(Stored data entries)
== == ==

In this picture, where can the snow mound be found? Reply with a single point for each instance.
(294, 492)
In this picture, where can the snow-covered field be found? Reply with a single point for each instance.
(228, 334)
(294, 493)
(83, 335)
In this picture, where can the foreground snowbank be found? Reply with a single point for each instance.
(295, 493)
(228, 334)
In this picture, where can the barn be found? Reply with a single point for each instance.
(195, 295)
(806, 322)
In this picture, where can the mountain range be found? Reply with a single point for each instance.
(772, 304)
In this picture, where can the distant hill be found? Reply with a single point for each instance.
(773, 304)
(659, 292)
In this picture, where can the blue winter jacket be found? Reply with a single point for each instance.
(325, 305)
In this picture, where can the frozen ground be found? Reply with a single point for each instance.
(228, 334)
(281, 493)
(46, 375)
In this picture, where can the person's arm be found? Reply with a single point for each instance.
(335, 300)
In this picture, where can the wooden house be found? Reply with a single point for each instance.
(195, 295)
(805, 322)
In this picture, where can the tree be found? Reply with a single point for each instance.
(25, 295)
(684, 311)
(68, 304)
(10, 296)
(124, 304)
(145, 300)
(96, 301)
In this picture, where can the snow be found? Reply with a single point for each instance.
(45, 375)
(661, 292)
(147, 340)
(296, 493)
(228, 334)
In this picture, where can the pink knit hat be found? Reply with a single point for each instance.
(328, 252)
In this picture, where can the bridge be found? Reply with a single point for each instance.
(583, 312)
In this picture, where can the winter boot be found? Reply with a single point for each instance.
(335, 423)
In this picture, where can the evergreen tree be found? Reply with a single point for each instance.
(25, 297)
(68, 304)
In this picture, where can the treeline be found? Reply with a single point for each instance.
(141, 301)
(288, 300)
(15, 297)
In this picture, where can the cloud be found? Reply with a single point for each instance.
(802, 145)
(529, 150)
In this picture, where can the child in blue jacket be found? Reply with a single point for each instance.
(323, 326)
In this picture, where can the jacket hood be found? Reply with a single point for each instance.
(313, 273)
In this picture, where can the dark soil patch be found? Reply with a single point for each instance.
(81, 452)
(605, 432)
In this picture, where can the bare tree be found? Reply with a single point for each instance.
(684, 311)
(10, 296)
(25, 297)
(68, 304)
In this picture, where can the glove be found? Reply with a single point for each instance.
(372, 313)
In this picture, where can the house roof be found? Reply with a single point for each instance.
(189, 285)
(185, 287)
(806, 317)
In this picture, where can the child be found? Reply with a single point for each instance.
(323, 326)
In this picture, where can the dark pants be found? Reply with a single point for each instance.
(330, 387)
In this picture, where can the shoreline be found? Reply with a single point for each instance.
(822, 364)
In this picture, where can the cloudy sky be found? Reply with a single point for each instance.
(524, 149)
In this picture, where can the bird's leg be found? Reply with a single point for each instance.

== == ==

▸ **Task requirements**
Extract the data in full. Keep it word for word.

▸ **Task solution**
In this picture, where can the snow mound be found? Reply with a single point for each instance.
(294, 492)
In this picture, where can the snow-covered field be found? Reply with a single point for each instance.
(228, 334)
(294, 493)
(83, 335)
In this picture, where can the foreground snowbank be found? Reply with a single point for each instance.
(295, 493)
(228, 334)
In this picture, where can the barn be found? Reply with a single point for each instance.
(195, 295)
(806, 322)
In this picture, where can the mountain range be found? Reply with a single point for each instance.
(772, 304)
In this picture, where can the distant hill be found? Reply with a single point for each instance.
(773, 304)
(659, 292)
In this picture, where can the blue winter jacket be found? Reply with a single point for each instance.
(325, 305)
In this picture, where can the frozen ground be found? Reply with a single point for each instance.
(228, 334)
(281, 493)
(46, 375)
In this picture, where can the person's arm be found? Reply with a single point for each instance.
(335, 300)
In this picture, where can the wooden house be found? Reply with a single point for each instance.
(195, 295)
(805, 322)
In this picture, where can the tree be found? Reply with a single point for each instance.
(25, 295)
(684, 311)
(68, 304)
(10, 296)
(124, 304)
(145, 300)
(96, 301)
In this picture, where can the snow be found? Reply with a single point for each instance.
(45, 375)
(661, 292)
(147, 340)
(296, 493)
(228, 334)
In this picture, where can the pink knit hat be found? Reply with a single point for each instance.
(328, 252)
In this picture, where can the bridge be found? Reply with a single point for each instance.
(583, 312)
In this picture, where can the winter boot be found? Reply with a single point for each instance.
(335, 423)
In this picture, where can the evergreen tree be found? Reply with a single point for each instance.
(25, 297)
(68, 304)
In this picture, where can the treeline be found? Reply with a single point for each instance.
(141, 301)
(288, 300)
(15, 297)
In this picture, where can the cloud be found? Reply with a single point for each instance.
(802, 145)
(529, 150)
In this picture, where can the child in blue jacket be found? Reply with a single point for each instance.
(323, 326)
In this picture, where can the jacket hood be found? Reply with a single point for each instance.
(313, 273)
In this picture, where can the dark soil patch be found? Reply with a single point for each instance.
(81, 452)
(605, 432)
In this picture, where can the bare tree be found? Reply with a single point for each instance.
(684, 311)
(10, 296)
(25, 297)
(68, 304)
In this picture, where can the glove be found? Reply with a single point for each instance.
(372, 313)
In this picture, where can the house roof be found? Reply with a single point for each instance.
(189, 285)
(185, 287)
(806, 317)
In this picture, where can the child be found? Reply with a single point for each instance.
(323, 326)
In this picture, where can the dark pants be found? Reply with a single point for each instance.
(330, 387)
In this picture, where can the shoreline be found? Reply with a single point for each instance.
(822, 364)
In this picture, where can the cloudy sky be found? Reply with a single point for each instance.
(524, 149)
In this picture, where can the bird's leg be found? Reply with a single point for each instance.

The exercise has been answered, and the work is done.